Work to be completed:
Can you format only the lines below, from the line with "the wheelchair wheel" to the line with "(1165, 289)" (both included), as a Markdown table with a column "No." for the row number and a column "Line" for the line itself, leaving out blank lines?

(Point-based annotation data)

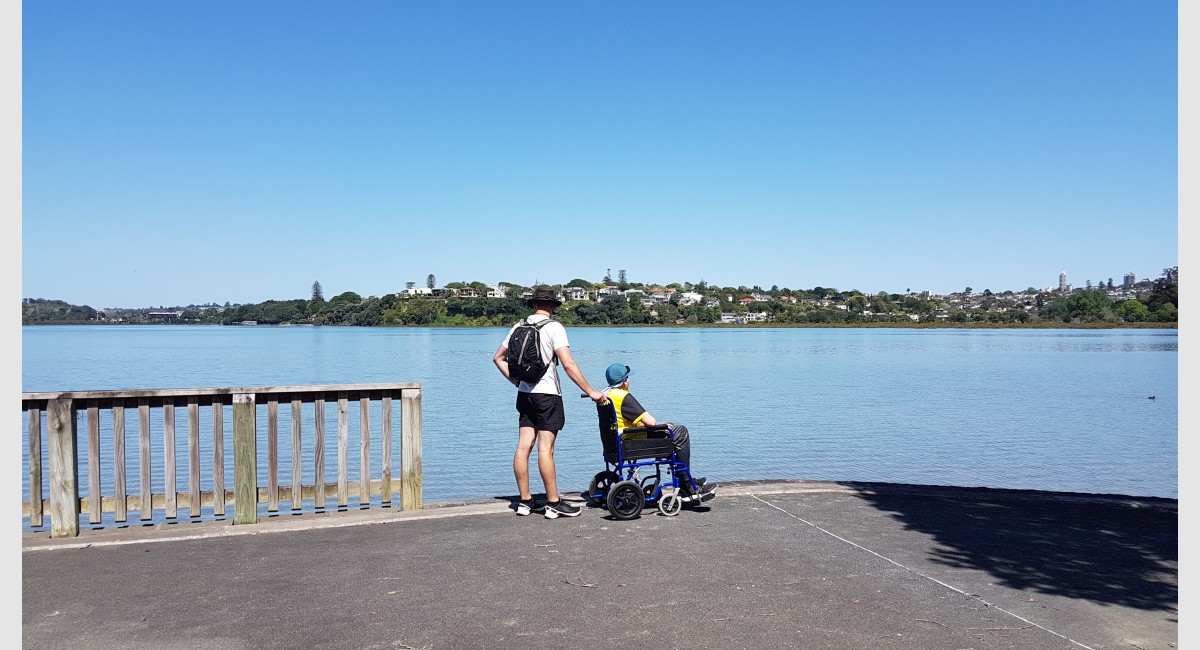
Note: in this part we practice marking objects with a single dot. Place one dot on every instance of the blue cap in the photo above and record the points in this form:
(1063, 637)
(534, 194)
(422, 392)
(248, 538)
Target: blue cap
(617, 374)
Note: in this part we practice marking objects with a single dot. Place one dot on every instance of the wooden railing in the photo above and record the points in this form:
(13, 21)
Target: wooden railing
(108, 491)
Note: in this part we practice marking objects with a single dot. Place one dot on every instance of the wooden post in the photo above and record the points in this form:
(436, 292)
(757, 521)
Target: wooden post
(193, 457)
(64, 468)
(318, 453)
(385, 462)
(217, 457)
(144, 459)
(245, 459)
(168, 463)
(95, 500)
(119, 497)
(411, 450)
(35, 467)
(364, 451)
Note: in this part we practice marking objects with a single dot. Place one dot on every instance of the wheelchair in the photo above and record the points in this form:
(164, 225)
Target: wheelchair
(623, 487)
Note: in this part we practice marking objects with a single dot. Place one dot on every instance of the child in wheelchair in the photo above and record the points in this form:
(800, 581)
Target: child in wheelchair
(635, 444)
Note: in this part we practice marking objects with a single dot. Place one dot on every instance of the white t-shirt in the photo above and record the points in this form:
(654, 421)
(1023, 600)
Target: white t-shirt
(552, 337)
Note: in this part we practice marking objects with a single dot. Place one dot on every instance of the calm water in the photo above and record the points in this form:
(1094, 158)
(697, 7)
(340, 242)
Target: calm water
(1037, 409)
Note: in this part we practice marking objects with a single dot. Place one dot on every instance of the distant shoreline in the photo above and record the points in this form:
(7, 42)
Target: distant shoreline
(1041, 325)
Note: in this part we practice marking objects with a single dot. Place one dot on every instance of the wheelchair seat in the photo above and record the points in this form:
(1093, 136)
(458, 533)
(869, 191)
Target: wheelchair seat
(635, 443)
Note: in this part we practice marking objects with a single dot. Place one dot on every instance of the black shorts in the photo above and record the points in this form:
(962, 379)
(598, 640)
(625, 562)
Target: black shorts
(541, 411)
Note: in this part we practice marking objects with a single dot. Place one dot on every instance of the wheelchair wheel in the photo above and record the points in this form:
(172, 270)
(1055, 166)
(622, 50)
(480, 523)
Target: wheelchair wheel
(670, 504)
(598, 491)
(625, 500)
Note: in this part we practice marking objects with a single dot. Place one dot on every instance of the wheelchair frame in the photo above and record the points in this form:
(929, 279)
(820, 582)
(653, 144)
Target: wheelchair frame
(622, 487)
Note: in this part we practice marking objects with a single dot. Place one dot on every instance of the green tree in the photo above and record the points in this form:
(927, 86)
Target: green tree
(1133, 311)
(1165, 289)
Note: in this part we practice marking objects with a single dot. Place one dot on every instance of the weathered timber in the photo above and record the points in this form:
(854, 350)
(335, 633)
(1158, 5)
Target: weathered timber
(67, 495)
(411, 450)
(60, 417)
(245, 461)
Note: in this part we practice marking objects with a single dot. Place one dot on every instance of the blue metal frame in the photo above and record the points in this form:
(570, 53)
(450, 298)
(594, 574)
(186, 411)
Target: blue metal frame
(628, 470)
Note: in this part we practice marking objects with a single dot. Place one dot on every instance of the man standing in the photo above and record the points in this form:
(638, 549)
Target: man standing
(540, 404)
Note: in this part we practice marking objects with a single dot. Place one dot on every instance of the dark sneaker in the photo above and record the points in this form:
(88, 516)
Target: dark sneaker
(529, 505)
(561, 509)
(685, 487)
(705, 493)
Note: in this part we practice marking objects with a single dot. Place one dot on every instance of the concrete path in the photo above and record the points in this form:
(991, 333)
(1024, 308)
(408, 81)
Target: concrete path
(802, 564)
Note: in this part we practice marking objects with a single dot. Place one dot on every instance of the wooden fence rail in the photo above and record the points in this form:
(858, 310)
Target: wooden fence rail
(111, 494)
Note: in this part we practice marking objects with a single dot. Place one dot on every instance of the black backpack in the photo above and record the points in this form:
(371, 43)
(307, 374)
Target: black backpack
(525, 351)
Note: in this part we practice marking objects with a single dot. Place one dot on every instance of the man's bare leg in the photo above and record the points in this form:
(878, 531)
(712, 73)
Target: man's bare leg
(546, 463)
(526, 439)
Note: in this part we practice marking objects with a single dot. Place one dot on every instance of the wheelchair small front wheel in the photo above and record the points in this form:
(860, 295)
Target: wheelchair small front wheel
(670, 504)
(625, 500)
(601, 483)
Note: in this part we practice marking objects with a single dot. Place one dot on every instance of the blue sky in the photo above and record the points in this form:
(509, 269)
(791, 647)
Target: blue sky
(185, 152)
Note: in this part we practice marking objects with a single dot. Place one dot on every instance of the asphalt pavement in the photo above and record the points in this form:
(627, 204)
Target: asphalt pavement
(773, 564)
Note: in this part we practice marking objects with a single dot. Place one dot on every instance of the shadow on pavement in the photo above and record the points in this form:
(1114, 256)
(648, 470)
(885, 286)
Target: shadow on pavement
(1121, 551)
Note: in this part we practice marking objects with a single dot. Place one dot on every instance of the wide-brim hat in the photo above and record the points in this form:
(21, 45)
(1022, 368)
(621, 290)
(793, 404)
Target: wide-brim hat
(544, 294)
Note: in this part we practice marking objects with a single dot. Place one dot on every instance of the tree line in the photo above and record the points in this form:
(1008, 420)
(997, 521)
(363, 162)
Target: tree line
(1156, 302)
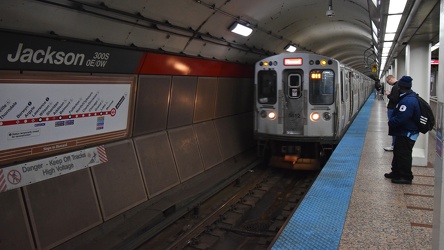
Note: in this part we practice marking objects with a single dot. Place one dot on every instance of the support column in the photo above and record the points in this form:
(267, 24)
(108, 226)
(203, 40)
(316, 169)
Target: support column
(400, 66)
(418, 67)
(438, 201)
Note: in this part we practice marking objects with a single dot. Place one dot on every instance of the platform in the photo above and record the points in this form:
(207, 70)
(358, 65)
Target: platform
(352, 205)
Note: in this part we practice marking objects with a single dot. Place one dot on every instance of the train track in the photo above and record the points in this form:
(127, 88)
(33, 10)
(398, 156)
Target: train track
(245, 215)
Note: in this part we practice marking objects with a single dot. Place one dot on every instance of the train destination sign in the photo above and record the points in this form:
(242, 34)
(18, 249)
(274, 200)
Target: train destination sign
(31, 172)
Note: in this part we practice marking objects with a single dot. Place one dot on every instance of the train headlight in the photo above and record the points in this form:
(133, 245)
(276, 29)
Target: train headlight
(263, 113)
(326, 116)
(272, 115)
(314, 117)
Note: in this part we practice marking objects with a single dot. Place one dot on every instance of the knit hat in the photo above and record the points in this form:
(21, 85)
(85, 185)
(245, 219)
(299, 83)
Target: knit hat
(405, 81)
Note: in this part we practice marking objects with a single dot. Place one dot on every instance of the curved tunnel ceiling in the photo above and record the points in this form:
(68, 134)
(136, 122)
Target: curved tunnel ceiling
(200, 28)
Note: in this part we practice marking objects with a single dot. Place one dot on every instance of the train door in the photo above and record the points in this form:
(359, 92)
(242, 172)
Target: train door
(293, 105)
(345, 106)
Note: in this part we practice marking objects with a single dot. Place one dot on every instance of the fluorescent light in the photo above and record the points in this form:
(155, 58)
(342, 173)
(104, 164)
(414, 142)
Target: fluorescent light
(397, 6)
(375, 30)
(290, 48)
(387, 44)
(389, 36)
(375, 37)
(392, 23)
(240, 29)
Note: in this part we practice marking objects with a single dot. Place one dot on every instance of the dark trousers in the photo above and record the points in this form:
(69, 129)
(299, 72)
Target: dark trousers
(402, 157)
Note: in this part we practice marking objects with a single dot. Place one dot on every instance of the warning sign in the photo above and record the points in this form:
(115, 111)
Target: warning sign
(31, 172)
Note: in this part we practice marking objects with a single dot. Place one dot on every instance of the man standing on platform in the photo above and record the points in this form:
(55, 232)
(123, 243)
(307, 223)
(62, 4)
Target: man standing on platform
(393, 97)
(402, 125)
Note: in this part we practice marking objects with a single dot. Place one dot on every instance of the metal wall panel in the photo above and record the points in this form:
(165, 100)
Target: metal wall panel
(186, 152)
(205, 99)
(119, 181)
(235, 134)
(152, 102)
(157, 162)
(15, 231)
(183, 95)
(226, 101)
(208, 143)
(63, 207)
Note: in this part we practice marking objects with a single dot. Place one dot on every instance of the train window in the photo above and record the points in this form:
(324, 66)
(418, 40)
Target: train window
(267, 87)
(294, 87)
(321, 87)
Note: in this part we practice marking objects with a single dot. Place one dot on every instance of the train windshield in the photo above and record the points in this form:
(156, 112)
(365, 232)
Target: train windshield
(321, 87)
(267, 87)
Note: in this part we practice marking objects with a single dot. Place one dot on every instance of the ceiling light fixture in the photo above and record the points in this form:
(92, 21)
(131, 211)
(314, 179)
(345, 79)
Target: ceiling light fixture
(330, 11)
(290, 48)
(240, 29)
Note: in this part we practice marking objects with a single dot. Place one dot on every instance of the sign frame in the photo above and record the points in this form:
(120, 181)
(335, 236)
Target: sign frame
(24, 153)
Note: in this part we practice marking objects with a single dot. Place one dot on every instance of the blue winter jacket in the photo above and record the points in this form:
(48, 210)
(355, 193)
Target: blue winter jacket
(405, 115)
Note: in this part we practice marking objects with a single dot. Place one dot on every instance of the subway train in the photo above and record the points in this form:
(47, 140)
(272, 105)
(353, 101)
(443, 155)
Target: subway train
(304, 104)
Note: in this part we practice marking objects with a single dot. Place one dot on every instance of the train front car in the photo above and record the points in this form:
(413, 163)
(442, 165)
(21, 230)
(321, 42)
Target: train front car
(296, 118)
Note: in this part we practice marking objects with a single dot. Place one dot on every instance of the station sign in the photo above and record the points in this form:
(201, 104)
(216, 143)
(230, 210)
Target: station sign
(26, 52)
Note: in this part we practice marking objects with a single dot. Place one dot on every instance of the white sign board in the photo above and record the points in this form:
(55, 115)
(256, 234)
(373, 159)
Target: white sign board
(32, 114)
(24, 174)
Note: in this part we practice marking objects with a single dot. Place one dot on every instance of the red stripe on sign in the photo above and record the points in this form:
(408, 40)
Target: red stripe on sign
(55, 118)
(102, 154)
(3, 186)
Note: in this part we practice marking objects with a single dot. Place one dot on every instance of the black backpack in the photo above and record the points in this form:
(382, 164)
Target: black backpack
(426, 119)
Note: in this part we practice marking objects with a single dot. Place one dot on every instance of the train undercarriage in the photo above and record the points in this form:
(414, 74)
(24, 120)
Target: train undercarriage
(295, 155)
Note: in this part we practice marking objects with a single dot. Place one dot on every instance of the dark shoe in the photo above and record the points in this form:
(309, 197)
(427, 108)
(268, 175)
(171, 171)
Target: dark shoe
(390, 175)
(401, 181)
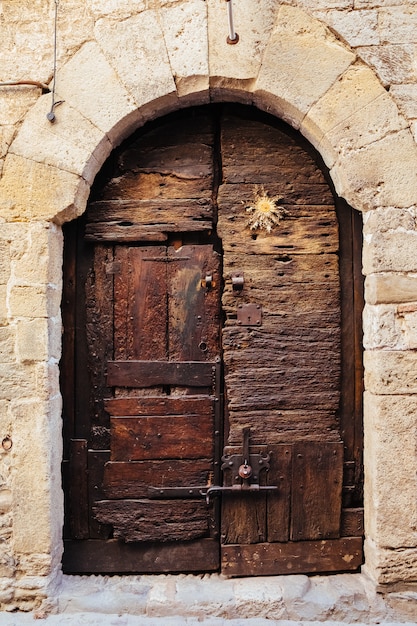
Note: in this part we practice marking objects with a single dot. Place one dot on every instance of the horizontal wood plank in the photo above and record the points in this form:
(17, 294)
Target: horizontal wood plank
(151, 373)
(132, 479)
(152, 520)
(102, 557)
(161, 437)
(304, 557)
(160, 405)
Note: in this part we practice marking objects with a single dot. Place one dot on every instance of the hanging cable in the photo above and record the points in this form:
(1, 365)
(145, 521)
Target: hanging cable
(233, 37)
(51, 115)
(16, 83)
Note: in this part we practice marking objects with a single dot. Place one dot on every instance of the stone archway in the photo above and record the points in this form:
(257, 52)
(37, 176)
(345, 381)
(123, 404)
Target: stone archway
(300, 73)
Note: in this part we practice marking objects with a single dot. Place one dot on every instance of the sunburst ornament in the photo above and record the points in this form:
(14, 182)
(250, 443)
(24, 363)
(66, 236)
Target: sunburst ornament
(266, 214)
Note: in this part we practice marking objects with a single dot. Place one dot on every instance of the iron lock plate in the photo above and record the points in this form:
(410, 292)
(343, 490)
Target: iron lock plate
(249, 315)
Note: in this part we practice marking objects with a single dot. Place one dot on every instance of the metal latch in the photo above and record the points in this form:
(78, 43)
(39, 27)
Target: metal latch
(245, 469)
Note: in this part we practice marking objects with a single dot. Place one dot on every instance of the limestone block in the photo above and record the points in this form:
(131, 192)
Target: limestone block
(4, 261)
(30, 190)
(71, 143)
(392, 63)
(358, 28)
(390, 252)
(398, 24)
(120, 9)
(406, 98)
(302, 61)
(355, 112)
(31, 484)
(6, 136)
(23, 31)
(239, 62)
(261, 598)
(381, 328)
(407, 316)
(388, 220)
(132, 46)
(391, 288)
(383, 173)
(185, 33)
(391, 460)
(388, 567)
(390, 372)
(90, 85)
(17, 381)
(7, 344)
(32, 340)
(47, 380)
(34, 301)
(15, 102)
(3, 304)
(36, 254)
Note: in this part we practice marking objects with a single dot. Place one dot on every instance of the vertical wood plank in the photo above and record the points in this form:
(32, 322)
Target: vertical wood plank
(67, 365)
(317, 476)
(278, 503)
(78, 489)
(194, 325)
(140, 303)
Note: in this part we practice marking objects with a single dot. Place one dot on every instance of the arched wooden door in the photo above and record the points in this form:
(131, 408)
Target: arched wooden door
(211, 369)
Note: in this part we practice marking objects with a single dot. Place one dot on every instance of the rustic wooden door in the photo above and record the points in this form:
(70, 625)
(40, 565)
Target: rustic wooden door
(162, 318)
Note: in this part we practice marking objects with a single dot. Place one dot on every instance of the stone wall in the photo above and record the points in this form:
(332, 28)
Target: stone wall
(341, 71)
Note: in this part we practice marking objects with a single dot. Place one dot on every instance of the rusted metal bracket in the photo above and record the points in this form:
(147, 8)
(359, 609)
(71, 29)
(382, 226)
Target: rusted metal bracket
(245, 468)
(238, 282)
(249, 315)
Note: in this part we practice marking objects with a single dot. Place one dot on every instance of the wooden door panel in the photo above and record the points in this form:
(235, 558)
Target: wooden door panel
(142, 374)
(140, 284)
(164, 437)
(317, 477)
(132, 479)
(194, 324)
(163, 521)
(266, 559)
(145, 412)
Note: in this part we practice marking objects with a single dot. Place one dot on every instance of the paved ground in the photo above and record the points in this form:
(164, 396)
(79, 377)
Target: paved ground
(98, 619)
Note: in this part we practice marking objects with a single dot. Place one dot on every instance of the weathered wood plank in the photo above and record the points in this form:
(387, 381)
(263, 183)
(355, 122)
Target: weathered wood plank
(101, 557)
(151, 520)
(283, 269)
(161, 405)
(278, 503)
(132, 479)
(194, 307)
(99, 337)
(304, 557)
(150, 373)
(112, 219)
(78, 489)
(283, 426)
(317, 477)
(304, 236)
(140, 330)
(96, 462)
(165, 437)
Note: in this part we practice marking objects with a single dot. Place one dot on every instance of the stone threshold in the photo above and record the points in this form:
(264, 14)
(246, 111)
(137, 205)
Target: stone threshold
(213, 600)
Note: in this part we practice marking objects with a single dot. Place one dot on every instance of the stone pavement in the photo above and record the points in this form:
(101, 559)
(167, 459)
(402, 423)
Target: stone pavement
(99, 619)
(213, 600)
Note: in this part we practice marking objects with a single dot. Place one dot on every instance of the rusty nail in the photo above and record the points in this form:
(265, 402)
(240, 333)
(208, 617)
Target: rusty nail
(7, 443)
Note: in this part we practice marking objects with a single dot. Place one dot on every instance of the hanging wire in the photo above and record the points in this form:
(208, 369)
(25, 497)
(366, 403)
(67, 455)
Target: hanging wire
(51, 115)
(16, 83)
(233, 37)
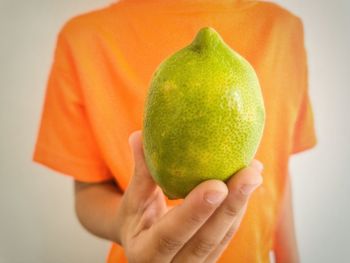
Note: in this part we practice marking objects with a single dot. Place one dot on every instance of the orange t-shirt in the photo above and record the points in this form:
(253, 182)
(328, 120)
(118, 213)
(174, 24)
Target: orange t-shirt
(102, 68)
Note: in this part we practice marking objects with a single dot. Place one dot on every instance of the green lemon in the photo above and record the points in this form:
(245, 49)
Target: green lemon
(204, 115)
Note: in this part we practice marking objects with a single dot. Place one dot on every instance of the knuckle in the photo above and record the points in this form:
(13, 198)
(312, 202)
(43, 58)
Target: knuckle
(228, 236)
(203, 247)
(169, 245)
(231, 211)
(195, 219)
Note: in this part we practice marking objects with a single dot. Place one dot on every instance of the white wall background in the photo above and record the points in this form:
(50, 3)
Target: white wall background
(37, 221)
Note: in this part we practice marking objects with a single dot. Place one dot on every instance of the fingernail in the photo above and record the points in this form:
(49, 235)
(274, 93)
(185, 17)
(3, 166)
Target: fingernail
(247, 189)
(214, 197)
(259, 166)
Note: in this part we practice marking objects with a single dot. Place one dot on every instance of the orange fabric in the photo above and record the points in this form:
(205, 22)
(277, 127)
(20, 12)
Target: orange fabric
(103, 64)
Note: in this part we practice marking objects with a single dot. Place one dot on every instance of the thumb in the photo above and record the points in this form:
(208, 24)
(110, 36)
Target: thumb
(142, 184)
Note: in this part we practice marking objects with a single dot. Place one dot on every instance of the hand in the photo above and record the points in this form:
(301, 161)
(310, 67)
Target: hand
(198, 230)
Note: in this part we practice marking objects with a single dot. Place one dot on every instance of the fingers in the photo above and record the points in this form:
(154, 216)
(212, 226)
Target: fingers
(173, 231)
(223, 224)
(142, 185)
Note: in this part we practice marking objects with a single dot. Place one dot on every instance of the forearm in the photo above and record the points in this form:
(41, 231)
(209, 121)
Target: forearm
(286, 250)
(96, 206)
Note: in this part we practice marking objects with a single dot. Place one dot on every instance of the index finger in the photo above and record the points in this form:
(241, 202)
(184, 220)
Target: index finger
(172, 232)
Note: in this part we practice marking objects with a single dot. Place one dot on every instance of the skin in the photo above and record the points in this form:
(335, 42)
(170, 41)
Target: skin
(198, 230)
(286, 248)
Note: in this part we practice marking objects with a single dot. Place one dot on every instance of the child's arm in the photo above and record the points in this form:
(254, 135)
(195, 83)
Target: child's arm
(286, 249)
(198, 230)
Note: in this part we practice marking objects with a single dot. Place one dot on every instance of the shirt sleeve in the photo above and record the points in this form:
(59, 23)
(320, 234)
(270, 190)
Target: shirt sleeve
(65, 140)
(304, 136)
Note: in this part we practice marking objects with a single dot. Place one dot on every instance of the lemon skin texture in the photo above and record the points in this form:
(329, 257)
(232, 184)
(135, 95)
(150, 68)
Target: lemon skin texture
(204, 115)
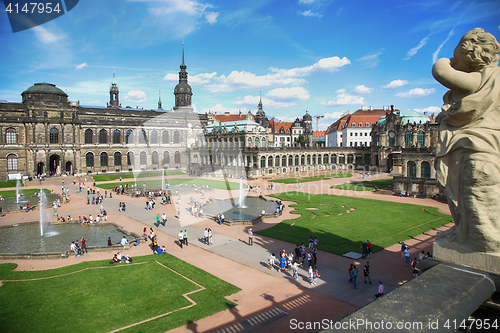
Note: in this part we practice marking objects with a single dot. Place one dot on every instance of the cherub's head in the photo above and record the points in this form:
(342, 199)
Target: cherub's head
(476, 50)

Exercise solution:
| No. | Line |
|---|---|
| 1 | Note: in this part we practice marking objects with a single dot. Place one dot on every instance of the wheelchair wheel in the photo above and record the points in this form: |
| 2 | (172, 270) |
| 3 | (1055, 166) |
| 4 | (622, 50) |
| 5 | (480, 523) |
| 6 | Target: wheelchair wheel |
| 7 | (670, 504) |
| 8 | (598, 491) |
| 9 | (625, 500) |
| 10 | Note: in this part we practice marking objects with a single dot. Place one dot on every instance of the wheelchair frame in the photo above and record the points in this form: |
| 11 | (929, 279) |
| 12 | (820, 582) |
| 13 | (653, 144) |
| 14 | Target: wheelchair frame |
| 15 | (622, 487) |
| 16 | Note: in this part we practice marking objects with a single dot. Place one dot on every instance of the green tree in the photo above and record the points in this form: |
| 17 | (927, 86) |
| 18 | Target: green tree |
| 19 | (1133, 311) |
| 20 | (1165, 289) |